TASK TO CARRY OUT -
Select each line in the records below that contains the string "cropped" and copy those lines, treating uppercase and lowercase as different.

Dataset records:
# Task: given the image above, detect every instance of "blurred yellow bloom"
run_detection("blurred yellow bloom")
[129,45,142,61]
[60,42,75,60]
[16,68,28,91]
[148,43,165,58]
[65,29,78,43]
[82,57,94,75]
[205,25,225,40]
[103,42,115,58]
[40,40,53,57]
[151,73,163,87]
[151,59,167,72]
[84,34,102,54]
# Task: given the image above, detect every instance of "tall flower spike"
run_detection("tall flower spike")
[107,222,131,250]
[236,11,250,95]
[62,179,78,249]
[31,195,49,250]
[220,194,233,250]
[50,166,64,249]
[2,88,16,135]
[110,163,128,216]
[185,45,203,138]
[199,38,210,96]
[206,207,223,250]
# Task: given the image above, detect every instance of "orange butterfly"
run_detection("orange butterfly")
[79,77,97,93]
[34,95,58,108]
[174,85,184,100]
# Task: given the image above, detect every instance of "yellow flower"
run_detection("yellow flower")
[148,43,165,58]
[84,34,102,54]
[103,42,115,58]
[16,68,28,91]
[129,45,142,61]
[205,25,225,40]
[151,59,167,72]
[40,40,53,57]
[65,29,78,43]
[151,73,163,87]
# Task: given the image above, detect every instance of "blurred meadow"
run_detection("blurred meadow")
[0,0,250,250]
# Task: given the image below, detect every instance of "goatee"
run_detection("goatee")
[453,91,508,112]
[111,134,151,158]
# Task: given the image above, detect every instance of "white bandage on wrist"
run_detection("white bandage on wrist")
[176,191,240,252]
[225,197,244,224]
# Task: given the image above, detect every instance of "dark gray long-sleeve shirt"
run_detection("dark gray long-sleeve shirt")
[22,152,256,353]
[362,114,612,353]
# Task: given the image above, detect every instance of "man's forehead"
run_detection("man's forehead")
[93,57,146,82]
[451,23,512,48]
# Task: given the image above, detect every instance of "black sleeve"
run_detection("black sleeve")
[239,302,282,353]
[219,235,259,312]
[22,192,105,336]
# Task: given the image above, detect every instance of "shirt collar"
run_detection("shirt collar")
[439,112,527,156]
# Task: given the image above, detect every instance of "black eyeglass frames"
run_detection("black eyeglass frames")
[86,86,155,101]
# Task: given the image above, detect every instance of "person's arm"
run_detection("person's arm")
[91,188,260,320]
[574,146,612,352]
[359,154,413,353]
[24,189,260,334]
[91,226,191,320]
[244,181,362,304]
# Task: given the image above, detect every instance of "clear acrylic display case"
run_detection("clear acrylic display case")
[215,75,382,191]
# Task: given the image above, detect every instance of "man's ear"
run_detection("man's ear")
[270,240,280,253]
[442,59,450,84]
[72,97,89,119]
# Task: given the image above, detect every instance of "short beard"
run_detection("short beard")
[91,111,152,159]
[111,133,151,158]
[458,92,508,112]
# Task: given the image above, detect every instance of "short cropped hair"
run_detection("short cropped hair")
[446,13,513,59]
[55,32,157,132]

ANSWER BELOW -
# Task: given the image above, detect every instance of "short cropped hair"
run_detection("short cropped hair")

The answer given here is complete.